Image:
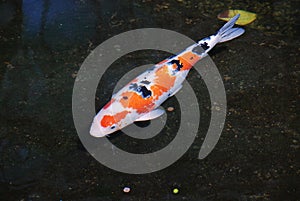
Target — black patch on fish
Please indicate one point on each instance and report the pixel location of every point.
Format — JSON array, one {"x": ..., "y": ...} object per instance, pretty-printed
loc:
[
  {"x": 145, "y": 82},
  {"x": 133, "y": 86},
  {"x": 204, "y": 45},
  {"x": 141, "y": 89},
  {"x": 144, "y": 91},
  {"x": 198, "y": 50},
  {"x": 177, "y": 62}
]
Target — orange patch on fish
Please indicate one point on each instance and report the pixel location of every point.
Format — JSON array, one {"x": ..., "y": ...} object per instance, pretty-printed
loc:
[
  {"x": 109, "y": 120},
  {"x": 163, "y": 79},
  {"x": 108, "y": 104},
  {"x": 188, "y": 59},
  {"x": 136, "y": 101}
]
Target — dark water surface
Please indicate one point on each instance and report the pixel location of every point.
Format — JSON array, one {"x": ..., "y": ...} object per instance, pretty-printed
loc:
[{"x": 42, "y": 46}]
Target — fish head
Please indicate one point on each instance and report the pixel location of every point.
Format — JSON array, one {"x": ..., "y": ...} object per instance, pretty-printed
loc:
[{"x": 109, "y": 119}]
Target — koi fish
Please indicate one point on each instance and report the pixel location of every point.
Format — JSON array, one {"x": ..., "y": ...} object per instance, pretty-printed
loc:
[{"x": 139, "y": 100}]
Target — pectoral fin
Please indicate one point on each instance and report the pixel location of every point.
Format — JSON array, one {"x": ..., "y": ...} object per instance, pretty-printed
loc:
[
  {"x": 151, "y": 115},
  {"x": 175, "y": 91}
]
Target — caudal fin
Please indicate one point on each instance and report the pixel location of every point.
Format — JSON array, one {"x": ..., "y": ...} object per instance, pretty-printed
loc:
[{"x": 227, "y": 32}]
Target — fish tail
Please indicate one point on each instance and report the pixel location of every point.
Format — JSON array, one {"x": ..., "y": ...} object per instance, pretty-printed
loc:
[
  {"x": 224, "y": 34},
  {"x": 227, "y": 32}
]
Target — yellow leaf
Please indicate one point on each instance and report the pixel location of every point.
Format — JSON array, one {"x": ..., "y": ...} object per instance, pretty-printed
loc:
[{"x": 245, "y": 18}]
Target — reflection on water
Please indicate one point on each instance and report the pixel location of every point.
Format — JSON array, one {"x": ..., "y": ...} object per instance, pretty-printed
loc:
[{"x": 44, "y": 42}]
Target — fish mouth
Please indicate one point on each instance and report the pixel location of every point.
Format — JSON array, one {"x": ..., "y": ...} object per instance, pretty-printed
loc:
[{"x": 96, "y": 130}]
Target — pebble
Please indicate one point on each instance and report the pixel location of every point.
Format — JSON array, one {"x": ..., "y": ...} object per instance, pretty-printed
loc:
[
  {"x": 170, "y": 109},
  {"x": 175, "y": 190},
  {"x": 126, "y": 189}
]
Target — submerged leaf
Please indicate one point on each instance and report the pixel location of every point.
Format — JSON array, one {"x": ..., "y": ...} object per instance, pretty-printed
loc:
[{"x": 245, "y": 18}]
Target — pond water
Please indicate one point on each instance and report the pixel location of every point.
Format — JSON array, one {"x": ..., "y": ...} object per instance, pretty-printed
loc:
[{"x": 44, "y": 43}]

Given task: Quote every one of the lines above verbatim, omitting the pictures from your answer.

Written answer:
Image:
Target — black patch on fish
Please indicate one point on each instance and report the pixel location of every point.
Format — JSON array, one {"x": ..., "y": ...} object per instance, pretty-printed
loc:
[
  {"x": 145, "y": 82},
  {"x": 133, "y": 86},
  {"x": 204, "y": 45},
  {"x": 141, "y": 89},
  {"x": 144, "y": 91},
  {"x": 198, "y": 50},
  {"x": 177, "y": 62}
]
Target — orange patch on fish
Please indicate one point on each instance and report the pixel location of every point.
Format — JSON array, one {"x": ..., "y": ...} object per instance, pretty-printed
loc:
[
  {"x": 109, "y": 120},
  {"x": 163, "y": 79},
  {"x": 108, "y": 104},
  {"x": 188, "y": 59},
  {"x": 136, "y": 101}
]
Target — dark water surface
Please indicate one point on each instance and report the pixel location of every point.
Format — JSON array, one {"x": ..., "y": ...} object per instance, pretty-printed
loc:
[{"x": 42, "y": 46}]
Target — fish head
Please indicate one point on each instance and report the pixel location of every point.
Format — JSON array, one {"x": ..., "y": ...} object per instance, pretty-printed
loc:
[{"x": 109, "y": 119}]
Target — koi fish
Please indicate one point on each instance and report the pixel location of every point.
Format — JSON array, one {"x": ..., "y": ...} object per instance, pretty-printed
loc:
[{"x": 139, "y": 100}]
Target — pectoral fin
Please indicate one point on each instance and report the pixel location of every point.
Format — JSON array, one {"x": ..., "y": ...} object per instance, pretty-printed
loc:
[
  {"x": 151, "y": 115},
  {"x": 175, "y": 91}
]
Target — caudal fin
Please indicate one point on each instance and report the pixel location of every point.
Format — JSON array, one {"x": ..., "y": ...} object per instance, pretty-printed
loc:
[{"x": 227, "y": 32}]
Target — fish tail
Please indicate one point on each instance and report the pixel location of every point.
Format — JSON array, one {"x": ..., "y": ...} object per instance, pretty-printed
loc:
[
  {"x": 224, "y": 34},
  {"x": 227, "y": 32}
]
Target — yellow leaf
Please indicate one point on each instance and report the pixel location of every point.
Format — JSON array, one {"x": ..., "y": ...} object per instance, pretty-printed
loc:
[{"x": 245, "y": 18}]
Target — reflection on water
Please indicate one point on each instance and report the pixel location of every point.
Format — JSON array, one {"x": ..., "y": ...} object per instance, pretty-printed
loc:
[{"x": 44, "y": 42}]
Target — fish mouth
Please indicate one point on each instance and report the pixel location of every point.
Format — JSON array, one {"x": ..., "y": ...} object per instance, pretty-printed
loc:
[{"x": 96, "y": 130}]
Target — pebble
Please indicate one point on each instance and report the pixel location of every point.
Format — JSON array, one {"x": ..., "y": ...} object per instance, pretty-printed
loc:
[
  {"x": 170, "y": 109},
  {"x": 175, "y": 190},
  {"x": 126, "y": 189}
]
Target — submerged leaf
Please indicate one point on each instance and report the pixel location of every point.
Format — JSON array, one {"x": ..., "y": ...} object per instance, pretty-printed
loc:
[{"x": 245, "y": 18}]
Target — pond water
Please indicate one point on each instance and report the pixel location of every point.
Format — JSON array, one {"x": ..., "y": ...} object per instance, pretty-printed
loc:
[{"x": 44, "y": 43}]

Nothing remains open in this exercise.